## GOAL OF THE EXERCISE
Which lines in the items below contain the word "blurred"? Report each one in full, and treat uppercase and lowercase as different.

## DATA RECORDS
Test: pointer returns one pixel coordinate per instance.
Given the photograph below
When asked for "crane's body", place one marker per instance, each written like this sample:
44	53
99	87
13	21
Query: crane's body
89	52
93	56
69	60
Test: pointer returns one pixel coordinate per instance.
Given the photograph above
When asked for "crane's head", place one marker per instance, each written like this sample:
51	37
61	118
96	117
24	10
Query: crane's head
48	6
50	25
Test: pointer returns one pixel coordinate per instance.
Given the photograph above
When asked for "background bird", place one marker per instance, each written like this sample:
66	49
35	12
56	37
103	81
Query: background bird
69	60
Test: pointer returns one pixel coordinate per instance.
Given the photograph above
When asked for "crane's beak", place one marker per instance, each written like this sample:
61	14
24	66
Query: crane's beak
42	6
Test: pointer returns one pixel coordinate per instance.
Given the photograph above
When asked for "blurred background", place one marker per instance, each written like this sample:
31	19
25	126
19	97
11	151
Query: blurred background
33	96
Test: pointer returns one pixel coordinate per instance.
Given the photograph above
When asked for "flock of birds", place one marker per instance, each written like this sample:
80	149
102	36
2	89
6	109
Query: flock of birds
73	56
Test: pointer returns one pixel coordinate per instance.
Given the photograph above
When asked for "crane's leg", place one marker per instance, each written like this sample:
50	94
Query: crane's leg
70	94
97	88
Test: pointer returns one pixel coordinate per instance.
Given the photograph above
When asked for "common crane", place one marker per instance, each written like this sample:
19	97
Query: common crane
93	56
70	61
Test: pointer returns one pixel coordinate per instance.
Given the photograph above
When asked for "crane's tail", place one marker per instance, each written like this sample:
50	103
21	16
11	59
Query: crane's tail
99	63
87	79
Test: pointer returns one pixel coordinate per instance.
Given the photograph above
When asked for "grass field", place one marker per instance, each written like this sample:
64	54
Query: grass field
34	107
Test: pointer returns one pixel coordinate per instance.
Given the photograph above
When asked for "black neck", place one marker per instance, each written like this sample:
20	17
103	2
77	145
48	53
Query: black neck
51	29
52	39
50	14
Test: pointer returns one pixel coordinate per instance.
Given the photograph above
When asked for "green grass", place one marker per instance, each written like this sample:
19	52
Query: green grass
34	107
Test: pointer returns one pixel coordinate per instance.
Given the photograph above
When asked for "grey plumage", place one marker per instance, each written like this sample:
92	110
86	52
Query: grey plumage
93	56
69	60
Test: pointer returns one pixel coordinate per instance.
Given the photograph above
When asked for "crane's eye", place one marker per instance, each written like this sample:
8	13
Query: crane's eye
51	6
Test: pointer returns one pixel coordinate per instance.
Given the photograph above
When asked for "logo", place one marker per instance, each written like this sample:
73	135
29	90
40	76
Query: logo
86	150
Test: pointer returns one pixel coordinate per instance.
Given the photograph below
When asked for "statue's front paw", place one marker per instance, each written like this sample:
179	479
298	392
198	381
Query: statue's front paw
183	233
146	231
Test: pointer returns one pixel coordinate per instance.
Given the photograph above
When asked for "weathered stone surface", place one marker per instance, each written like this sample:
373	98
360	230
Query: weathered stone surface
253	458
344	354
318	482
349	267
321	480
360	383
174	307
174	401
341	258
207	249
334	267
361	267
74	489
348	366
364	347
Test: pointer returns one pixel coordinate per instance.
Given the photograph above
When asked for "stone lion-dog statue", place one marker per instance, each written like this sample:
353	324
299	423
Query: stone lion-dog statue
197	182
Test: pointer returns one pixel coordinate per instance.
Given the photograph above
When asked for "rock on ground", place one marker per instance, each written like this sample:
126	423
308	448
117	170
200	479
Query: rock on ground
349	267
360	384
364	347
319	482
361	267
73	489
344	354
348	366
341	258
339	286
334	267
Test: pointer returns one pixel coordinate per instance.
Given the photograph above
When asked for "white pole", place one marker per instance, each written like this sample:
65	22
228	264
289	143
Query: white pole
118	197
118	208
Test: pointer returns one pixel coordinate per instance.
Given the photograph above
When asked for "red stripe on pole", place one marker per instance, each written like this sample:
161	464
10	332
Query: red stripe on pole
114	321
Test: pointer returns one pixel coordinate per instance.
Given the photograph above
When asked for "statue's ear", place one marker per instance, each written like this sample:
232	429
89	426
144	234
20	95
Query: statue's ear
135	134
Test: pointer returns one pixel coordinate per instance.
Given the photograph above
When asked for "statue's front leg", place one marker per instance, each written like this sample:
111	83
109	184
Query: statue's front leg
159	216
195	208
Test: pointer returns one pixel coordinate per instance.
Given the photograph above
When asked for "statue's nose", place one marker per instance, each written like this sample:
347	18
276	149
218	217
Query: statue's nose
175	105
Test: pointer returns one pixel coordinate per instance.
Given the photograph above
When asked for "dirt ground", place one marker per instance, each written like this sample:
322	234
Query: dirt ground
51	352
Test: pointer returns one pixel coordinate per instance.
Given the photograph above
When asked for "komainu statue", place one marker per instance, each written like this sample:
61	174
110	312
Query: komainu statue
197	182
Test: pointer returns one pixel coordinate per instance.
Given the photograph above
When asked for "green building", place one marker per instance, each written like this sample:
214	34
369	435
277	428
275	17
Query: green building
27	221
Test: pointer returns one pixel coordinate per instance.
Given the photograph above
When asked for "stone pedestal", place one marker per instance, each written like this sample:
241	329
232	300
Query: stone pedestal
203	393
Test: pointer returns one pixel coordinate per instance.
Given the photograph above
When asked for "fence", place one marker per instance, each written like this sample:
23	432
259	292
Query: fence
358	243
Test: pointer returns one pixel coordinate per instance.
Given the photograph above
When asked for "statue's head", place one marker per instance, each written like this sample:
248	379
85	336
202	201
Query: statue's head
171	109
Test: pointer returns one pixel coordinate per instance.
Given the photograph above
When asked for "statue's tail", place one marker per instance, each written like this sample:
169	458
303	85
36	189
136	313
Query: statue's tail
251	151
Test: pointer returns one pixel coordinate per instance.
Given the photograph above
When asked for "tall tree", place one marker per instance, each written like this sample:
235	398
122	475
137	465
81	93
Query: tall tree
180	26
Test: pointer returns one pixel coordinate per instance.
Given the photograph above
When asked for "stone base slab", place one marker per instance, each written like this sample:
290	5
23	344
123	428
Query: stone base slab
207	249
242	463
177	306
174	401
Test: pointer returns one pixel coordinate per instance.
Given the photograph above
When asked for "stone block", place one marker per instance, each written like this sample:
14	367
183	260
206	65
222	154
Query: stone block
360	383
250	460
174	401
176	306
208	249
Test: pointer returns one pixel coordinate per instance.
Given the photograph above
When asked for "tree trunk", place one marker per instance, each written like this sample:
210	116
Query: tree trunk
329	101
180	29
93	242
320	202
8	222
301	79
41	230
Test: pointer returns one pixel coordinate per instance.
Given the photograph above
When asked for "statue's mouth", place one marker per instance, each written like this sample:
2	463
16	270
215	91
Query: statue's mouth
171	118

---

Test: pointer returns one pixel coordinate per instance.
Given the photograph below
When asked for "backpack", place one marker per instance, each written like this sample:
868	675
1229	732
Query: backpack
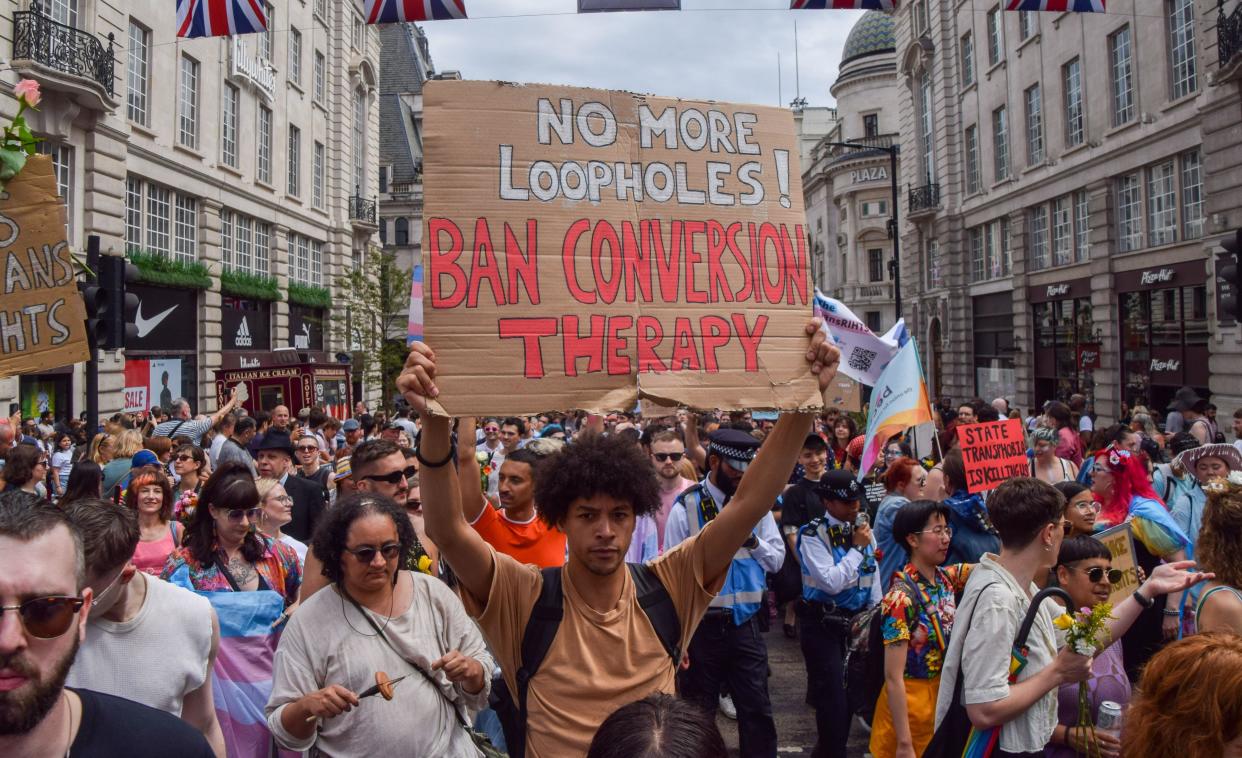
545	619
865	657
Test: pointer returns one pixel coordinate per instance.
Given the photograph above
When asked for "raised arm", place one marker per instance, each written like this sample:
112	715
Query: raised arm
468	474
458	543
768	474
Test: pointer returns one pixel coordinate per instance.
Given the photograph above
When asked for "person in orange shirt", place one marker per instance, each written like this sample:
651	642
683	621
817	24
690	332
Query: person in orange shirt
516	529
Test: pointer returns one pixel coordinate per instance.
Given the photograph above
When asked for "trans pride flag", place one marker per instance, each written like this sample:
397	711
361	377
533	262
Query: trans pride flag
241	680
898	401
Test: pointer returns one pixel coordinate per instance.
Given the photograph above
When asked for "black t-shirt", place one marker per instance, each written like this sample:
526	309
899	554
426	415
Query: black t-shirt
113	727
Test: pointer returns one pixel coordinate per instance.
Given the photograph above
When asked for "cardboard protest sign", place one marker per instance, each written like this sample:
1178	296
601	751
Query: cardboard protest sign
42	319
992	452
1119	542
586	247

--

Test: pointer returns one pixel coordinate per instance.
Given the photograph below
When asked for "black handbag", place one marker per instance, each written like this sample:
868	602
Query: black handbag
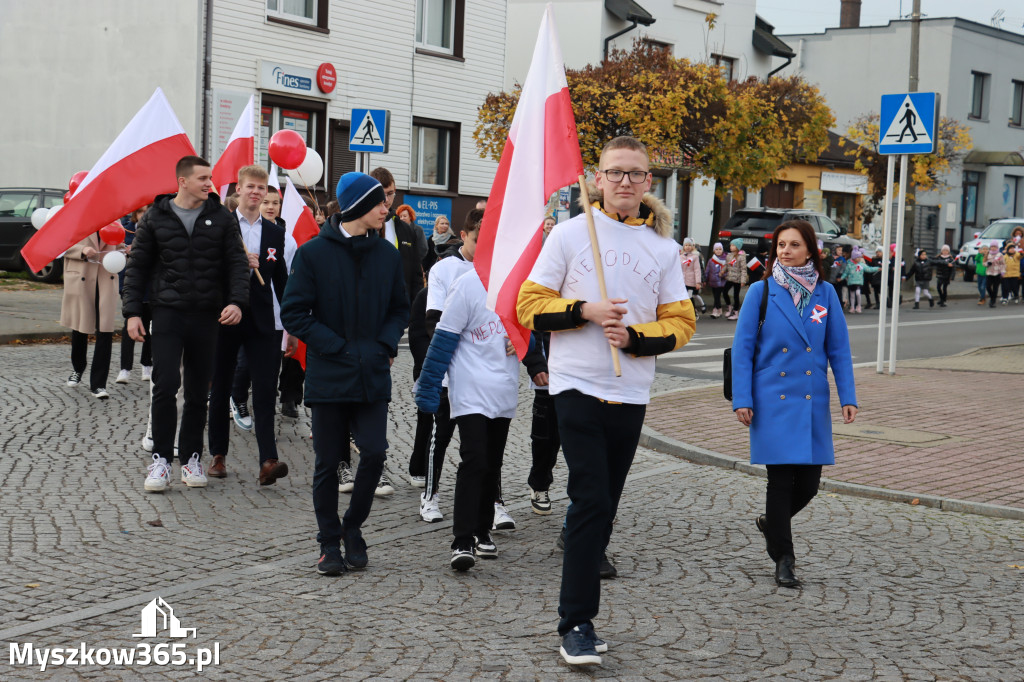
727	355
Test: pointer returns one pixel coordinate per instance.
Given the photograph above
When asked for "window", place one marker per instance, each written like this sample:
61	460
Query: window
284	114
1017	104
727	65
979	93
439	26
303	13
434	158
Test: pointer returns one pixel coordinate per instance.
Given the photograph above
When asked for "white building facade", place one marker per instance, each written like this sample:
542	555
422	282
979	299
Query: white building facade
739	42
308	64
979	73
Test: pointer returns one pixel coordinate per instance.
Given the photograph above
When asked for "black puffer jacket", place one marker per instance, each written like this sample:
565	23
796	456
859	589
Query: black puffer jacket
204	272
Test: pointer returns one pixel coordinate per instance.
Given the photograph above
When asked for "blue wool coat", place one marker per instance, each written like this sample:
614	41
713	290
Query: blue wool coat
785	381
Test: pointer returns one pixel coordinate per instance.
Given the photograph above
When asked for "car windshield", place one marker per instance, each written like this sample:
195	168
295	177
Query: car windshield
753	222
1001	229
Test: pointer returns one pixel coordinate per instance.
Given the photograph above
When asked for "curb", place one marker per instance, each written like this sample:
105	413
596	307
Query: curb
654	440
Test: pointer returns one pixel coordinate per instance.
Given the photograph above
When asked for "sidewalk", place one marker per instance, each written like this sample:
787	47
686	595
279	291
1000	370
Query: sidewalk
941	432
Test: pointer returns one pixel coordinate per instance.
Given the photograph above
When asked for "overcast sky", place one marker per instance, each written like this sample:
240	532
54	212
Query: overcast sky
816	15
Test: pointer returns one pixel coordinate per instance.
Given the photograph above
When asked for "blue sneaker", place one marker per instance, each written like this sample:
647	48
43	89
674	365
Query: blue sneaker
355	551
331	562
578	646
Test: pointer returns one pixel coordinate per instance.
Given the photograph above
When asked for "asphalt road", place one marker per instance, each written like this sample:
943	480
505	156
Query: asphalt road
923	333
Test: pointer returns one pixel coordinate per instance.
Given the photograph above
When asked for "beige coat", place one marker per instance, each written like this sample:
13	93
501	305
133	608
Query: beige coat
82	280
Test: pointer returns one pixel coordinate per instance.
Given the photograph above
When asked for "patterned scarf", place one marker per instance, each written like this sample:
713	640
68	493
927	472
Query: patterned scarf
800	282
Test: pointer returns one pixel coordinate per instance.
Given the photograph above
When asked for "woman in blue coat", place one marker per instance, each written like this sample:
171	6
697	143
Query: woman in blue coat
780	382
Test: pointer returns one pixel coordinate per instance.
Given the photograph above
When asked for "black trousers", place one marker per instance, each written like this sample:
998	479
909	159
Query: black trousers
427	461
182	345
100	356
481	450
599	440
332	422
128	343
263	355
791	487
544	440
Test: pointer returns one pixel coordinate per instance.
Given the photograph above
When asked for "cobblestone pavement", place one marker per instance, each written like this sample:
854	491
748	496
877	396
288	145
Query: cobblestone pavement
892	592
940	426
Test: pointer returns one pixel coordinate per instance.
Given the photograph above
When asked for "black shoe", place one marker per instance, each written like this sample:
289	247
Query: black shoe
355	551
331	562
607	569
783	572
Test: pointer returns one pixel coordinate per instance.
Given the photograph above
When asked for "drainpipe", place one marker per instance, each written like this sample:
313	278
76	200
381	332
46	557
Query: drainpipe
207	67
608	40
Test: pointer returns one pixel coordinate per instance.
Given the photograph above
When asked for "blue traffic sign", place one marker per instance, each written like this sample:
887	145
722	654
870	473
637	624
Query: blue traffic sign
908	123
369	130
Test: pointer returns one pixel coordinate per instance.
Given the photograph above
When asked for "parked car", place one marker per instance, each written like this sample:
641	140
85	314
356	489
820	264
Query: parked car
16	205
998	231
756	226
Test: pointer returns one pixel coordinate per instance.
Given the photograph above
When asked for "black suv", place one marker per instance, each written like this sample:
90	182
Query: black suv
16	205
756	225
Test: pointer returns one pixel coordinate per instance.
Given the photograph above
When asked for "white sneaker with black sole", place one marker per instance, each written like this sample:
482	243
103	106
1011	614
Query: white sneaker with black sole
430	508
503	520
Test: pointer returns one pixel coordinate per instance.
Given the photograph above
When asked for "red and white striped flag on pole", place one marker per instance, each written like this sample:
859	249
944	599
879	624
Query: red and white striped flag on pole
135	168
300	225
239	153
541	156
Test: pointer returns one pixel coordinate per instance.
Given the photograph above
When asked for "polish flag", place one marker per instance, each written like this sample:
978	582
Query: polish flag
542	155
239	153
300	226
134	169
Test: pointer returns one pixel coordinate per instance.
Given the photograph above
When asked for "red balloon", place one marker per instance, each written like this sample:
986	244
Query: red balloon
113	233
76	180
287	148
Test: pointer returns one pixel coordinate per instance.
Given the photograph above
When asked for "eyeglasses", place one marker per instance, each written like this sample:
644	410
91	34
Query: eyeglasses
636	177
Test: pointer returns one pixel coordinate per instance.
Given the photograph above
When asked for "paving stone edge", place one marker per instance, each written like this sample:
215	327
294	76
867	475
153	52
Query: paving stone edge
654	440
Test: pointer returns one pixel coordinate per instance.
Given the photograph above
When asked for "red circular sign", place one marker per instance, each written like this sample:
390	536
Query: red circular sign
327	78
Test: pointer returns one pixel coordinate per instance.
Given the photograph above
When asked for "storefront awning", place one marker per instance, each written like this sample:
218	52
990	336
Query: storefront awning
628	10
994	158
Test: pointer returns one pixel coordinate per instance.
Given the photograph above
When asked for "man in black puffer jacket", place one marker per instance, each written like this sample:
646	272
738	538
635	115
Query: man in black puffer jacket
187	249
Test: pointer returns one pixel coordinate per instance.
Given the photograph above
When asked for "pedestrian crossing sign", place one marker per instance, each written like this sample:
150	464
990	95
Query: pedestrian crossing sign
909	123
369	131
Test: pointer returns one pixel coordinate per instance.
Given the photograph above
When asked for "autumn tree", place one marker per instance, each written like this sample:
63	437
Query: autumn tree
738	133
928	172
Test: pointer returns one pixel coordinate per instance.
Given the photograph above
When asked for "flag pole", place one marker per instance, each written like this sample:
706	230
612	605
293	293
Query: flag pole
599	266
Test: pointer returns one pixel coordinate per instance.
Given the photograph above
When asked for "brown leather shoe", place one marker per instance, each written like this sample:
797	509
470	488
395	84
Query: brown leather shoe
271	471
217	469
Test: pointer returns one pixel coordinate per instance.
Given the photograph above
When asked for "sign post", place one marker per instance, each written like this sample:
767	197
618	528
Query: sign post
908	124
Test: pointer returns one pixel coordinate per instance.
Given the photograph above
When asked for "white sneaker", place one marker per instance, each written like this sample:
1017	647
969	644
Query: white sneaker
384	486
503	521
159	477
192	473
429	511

## FULL ANSWER
When asked for "blurred background", place one marker per instance, each written like this sample:
Query: blurred background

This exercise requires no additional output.